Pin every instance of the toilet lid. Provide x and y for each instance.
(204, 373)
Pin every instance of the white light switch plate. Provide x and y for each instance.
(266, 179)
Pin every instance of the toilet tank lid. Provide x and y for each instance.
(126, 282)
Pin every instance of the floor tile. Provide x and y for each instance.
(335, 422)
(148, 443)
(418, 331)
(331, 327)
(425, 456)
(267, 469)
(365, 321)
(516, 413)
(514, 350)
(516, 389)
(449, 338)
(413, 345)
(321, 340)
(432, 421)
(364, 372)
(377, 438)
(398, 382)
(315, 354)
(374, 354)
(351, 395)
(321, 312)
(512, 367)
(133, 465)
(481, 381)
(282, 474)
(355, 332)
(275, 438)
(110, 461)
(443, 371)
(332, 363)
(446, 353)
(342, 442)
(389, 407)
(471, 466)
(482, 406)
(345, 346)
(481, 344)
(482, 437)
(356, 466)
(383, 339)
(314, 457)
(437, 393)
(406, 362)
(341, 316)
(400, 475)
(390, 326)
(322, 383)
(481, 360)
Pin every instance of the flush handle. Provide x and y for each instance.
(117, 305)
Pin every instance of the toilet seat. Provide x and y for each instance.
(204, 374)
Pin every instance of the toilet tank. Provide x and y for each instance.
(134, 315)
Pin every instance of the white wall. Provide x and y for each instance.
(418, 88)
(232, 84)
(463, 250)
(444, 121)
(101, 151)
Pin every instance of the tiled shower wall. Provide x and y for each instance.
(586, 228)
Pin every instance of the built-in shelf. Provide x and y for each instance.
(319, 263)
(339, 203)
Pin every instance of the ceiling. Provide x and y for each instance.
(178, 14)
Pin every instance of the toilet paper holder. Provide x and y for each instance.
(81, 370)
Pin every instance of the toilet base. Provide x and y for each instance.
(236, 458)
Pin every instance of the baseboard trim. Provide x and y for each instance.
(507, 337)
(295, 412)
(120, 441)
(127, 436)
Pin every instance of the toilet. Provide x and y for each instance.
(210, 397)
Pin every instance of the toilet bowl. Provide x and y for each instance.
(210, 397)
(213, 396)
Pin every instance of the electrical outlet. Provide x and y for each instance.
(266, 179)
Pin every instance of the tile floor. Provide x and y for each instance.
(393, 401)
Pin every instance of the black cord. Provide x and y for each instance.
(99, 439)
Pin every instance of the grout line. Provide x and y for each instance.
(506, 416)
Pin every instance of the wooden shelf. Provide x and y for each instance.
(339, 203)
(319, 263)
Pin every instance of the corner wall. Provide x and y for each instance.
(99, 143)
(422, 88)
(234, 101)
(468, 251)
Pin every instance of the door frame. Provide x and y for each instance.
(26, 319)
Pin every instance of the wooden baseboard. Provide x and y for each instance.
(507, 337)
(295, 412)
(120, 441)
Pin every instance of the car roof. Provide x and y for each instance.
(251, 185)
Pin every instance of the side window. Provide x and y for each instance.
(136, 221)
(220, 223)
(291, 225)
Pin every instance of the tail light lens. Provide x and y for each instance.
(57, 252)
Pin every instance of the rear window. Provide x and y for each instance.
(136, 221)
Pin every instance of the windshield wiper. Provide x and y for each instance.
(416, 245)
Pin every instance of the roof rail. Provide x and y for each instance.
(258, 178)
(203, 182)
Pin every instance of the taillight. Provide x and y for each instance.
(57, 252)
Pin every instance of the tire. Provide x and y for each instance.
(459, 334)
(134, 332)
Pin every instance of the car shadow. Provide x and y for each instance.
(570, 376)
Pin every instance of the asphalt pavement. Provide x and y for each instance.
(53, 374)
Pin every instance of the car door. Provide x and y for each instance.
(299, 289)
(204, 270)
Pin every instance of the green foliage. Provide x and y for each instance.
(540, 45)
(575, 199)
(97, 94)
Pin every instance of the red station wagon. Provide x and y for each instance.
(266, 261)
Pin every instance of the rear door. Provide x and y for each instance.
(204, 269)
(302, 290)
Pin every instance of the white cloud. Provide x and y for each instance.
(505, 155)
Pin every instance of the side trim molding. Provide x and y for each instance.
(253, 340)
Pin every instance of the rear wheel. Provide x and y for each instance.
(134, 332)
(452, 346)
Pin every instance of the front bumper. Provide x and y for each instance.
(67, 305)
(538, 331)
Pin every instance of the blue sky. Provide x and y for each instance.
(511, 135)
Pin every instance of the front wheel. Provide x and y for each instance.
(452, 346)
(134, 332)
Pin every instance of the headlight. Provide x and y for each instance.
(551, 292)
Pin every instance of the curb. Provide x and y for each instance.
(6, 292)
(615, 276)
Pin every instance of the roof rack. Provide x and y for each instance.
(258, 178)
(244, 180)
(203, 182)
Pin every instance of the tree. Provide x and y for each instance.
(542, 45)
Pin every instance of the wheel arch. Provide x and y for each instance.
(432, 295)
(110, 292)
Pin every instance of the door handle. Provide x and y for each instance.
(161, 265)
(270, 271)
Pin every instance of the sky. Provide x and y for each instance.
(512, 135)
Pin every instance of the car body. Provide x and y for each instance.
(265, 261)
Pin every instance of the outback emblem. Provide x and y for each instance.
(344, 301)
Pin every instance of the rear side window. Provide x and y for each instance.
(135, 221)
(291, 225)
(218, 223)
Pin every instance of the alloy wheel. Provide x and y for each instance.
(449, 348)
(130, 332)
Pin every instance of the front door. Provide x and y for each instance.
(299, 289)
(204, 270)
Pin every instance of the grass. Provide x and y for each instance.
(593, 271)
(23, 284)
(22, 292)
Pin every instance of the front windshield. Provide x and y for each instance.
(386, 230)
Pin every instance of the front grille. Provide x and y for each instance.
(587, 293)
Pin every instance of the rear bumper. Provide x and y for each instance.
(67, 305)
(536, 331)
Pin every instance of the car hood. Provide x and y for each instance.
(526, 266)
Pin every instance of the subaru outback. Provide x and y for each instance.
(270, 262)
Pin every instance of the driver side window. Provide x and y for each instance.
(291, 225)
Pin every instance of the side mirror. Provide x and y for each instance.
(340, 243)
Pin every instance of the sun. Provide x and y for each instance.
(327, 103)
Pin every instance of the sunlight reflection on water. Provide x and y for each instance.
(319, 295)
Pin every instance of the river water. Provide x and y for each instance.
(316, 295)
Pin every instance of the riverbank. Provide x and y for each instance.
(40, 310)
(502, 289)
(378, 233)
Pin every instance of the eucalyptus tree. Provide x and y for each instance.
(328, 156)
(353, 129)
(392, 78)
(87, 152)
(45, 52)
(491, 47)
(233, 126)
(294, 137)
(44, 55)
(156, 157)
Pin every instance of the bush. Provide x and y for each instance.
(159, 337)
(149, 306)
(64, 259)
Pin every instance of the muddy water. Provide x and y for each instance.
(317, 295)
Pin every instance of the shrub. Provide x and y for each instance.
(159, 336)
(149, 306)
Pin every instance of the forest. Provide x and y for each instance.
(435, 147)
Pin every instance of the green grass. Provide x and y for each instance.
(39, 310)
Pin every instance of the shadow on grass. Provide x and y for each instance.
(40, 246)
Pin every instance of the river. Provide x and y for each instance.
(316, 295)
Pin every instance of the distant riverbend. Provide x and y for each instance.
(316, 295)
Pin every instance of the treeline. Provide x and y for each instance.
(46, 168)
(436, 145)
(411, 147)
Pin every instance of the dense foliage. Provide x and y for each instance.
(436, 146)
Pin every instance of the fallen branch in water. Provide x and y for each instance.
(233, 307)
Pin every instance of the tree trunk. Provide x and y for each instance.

* _WHAT TO PRODUCE_
Reproduce all entries exactly, leaving each one whole.

* _PROBLEM SOLUTION_
Pin every instance of the toilet lid. Provide x and y for each instance.
(204, 373)
Pin every instance of the white light switch plate. Provide x and y for each instance.
(266, 179)
Pin every instance of the toilet tank lid. Provide x and y for each instance.
(126, 282)
Pin every instance of the floor tile. Provide x and y for each instance.
(335, 422)
(148, 443)
(418, 331)
(331, 327)
(425, 456)
(267, 469)
(365, 321)
(516, 413)
(514, 350)
(516, 389)
(449, 338)
(413, 345)
(321, 340)
(432, 421)
(364, 372)
(377, 438)
(398, 382)
(315, 354)
(374, 354)
(351, 395)
(321, 312)
(512, 367)
(133, 465)
(481, 381)
(282, 474)
(355, 332)
(275, 438)
(110, 461)
(443, 371)
(332, 363)
(446, 353)
(342, 442)
(389, 407)
(471, 466)
(482, 406)
(345, 346)
(481, 344)
(482, 437)
(356, 466)
(383, 339)
(314, 457)
(437, 393)
(406, 362)
(341, 316)
(400, 475)
(390, 326)
(322, 383)
(481, 360)
Pin every instance of the flush handle. Provide x and y for each instance.
(117, 305)
Pin every instance of the toilet seat. Provide x and y for each instance.
(204, 374)
Pin every instance of the toilet tank. Provide x and y for each instance.
(134, 315)
Pin every instance of the white wall. Provide x and y for each instance.
(418, 88)
(232, 84)
(463, 250)
(444, 121)
(101, 151)
Pin every instance of the tiled shower wall. Provide x and y for each instance.
(586, 228)
Pin every instance of the built-in shelf. Provide x and y for each instance.
(319, 263)
(339, 203)
Pin every instance of the ceiling. Provide x and y for each instance.
(178, 14)
Pin every instance of the toilet paper holder. Provide x and y for each instance.
(81, 370)
Pin every instance of the toilet base. Provide x and y for each instance.
(236, 458)
Pin every instance of the baseboard trim. Provide x and y for each instance.
(507, 337)
(295, 412)
(120, 441)
(127, 436)
Pin every instance of the toilet. Provide x and y for each instance.
(210, 397)
Pin every instance of the toilet bowl. Provide x and y for each instance.
(210, 397)
(213, 396)
Pin every instance of the electrical outlet. Provide x and y for each instance.
(266, 179)
Pin every instance of the tile floor. Provide x and y for each instance.
(393, 401)
Pin every instance of the black cord. Provide x and y for each instance.
(99, 439)
Pin every instance of the grout line. Provide x and y for each instance.
(506, 416)
Pin every instance of the wooden shelf. Provide x and y for each instance.
(339, 203)
(319, 263)
Pin every instance of the corner wall. Provide x and y for each instance.
(99, 143)
(422, 88)
(234, 101)
(468, 251)
Pin every instance of the door frame. Provide x and y for each instance.
(26, 319)
Pin every instance of the wooden baseboard. Provide x and y for each instance.
(507, 337)
(295, 412)
(120, 441)
Pin every instance of the car roof. Provide x and y for each instance.
(251, 185)
Pin every instance of the side window. Provide x and y for each instance.
(136, 221)
(220, 223)
(291, 225)
Pin every instance of the tail light lens. Provide x and y for each instance.
(57, 252)
Pin every instance of the rear window. Provide x and y for each instance.
(136, 221)
Pin every instance of the windshield wiper. Provide x and y for each instance.
(416, 245)
Pin every instance of the roof rail. Provide x and y for each instance.
(258, 178)
(203, 182)
Pin every instance of the taillight. Provide x and y for each instance.
(57, 252)
Pin every instance of the tire. Provide x and y for each instance.
(459, 334)
(134, 332)
Pin every instance of the car shadow. Provide x and y for each instance.
(570, 376)
Pin every instance of the asphalt pavement. Provide x and y for each instance.
(53, 374)
Pin every instance of the car door. Provide x and y for each instance.
(299, 289)
(204, 270)
Pin every instance of the green foliage. Provide x and y for each instance.
(540, 45)
(575, 199)
(97, 94)
Pin every instance of the red station wagon. Provide x and y for each instance.
(266, 261)
Pin every instance of the rear door. Provide x and y for each instance.
(204, 269)
(302, 290)
Pin every instance of the white cloud. Provide x and y for each instance.
(505, 155)
Pin every instance of the side trim molding. Provide x and y for each instance.
(253, 340)
Pin every instance of the rear wheel. Provide x and y for each instance.
(134, 332)
(452, 346)
Pin every instance of the front bumper. Provide x and y for each instance.
(67, 305)
(538, 331)
Pin every instance of the blue sky. Provide x and y for each instance.
(511, 135)
Pin every instance of the front wheel. Provide x and y for each instance.
(452, 346)
(134, 332)
Pin every instance of the headlight. Provide x and y for each instance.
(551, 292)
Pin every instance of the curb. Provide x and y for each instance.
(6, 292)
(615, 276)
Pin every instance of the roof rack. Provide x and y for each instance.
(258, 178)
(244, 180)
(203, 182)
Pin every instance of the tree. Provide x and y for each instance.
(542, 45)
Pin every instance of the wheel arch. Provide x and y for each instance.
(432, 295)
(110, 292)
Pin every instance of the door handle. Provide x and y for each instance.
(161, 265)
(270, 271)
Pin every instance of the sky. Provide x and y for each instance.
(512, 135)
Pin every instance of the car body. Provide x and y for each instance.
(265, 261)
Pin every instance of the outback emblem. Provide x and y for each instance.
(344, 301)
Pin every instance of the rear side window. Provide x and y for each instance.
(135, 221)
(291, 225)
(218, 223)
Pin every instance of the alloy wheel. Provide x and y for each instance.
(449, 348)
(130, 332)
Pin every instance of the front door. Provide x and y for each instance.
(299, 289)
(204, 270)
Pin every instance of the grass. Provide x and y for each instance.
(593, 271)
(23, 284)
(22, 292)
Pin every instance of the front windshield. Provide x and y for each instance.
(386, 230)
Pin every instance of the front grille. Provide x and y for each instance.
(587, 293)
Pin every instance of the rear bumper. Provide x and y for each instance.
(67, 305)
(536, 331)
Pin every instance of the car hood. Provide x and y for each instance.
(526, 266)
Pin every instance of the subaru outback. Provide x and y for each instance.
(270, 262)
Pin every instance of the driver side window. Provide x and y for each instance.
(291, 225)
Pin every instance of the side mirror. Provide x and y for each instance.
(340, 243)
Pin every instance of the sun. Provide x and y for each instance.
(327, 103)
Pin every instance of the sunlight reflection on water. Provide x and y for each instance.
(319, 295)
Pin every instance of the river water. Provide x and y for each instance.
(316, 295)
Pin every instance of the riverbank. Provide x and y for each instance.
(40, 310)
(502, 289)
(378, 233)
Pin every instance of the eucalyptus tree. Provide x and y for each instance.
(328, 156)
(353, 129)
(392, 78)
(87, 152)
(45, 52)
(491, 47)
(233, 126)
(294, 137)
(44, 55)
(156, 157)
Pin every instance of the bush. Provide x and y for each instance.
(159, 337)
(149, 306)
(64, 259)
Pin every instance of the muddy water. Provide x and y for each instance.
(317, 295)
Pin every instance of the shrub. Provide x and y for each instance.
(159, 336)
(149, 306)
Pin every instance of the forest. Provide x and y for each instance.
(435, 147)
Pin every instance of the green grass. Provide x and y for each instance.
(39, 310)
Pin every instance of the shadow on grass. Provide x and y for each instance.
(40, 246)
Pin every instance of the river. Provide x and y for each instance.
(316, 295)
Pin every instance of the distant riverbend. Provide x and y for each instance.
(316, 295)
Pin every instance of the treeline. Provide x and y for each instance.
(46, 168)
(436, 145)
(411, 147)
Pin every instance of the dense foliage. Provide x and y for each instance.
(436, 146)
Pin every instance of the fallen branch in water. Provide x and y for each instance.
(233, 307)
Pin every instance of the tree trunk. Provide x and y for each instance.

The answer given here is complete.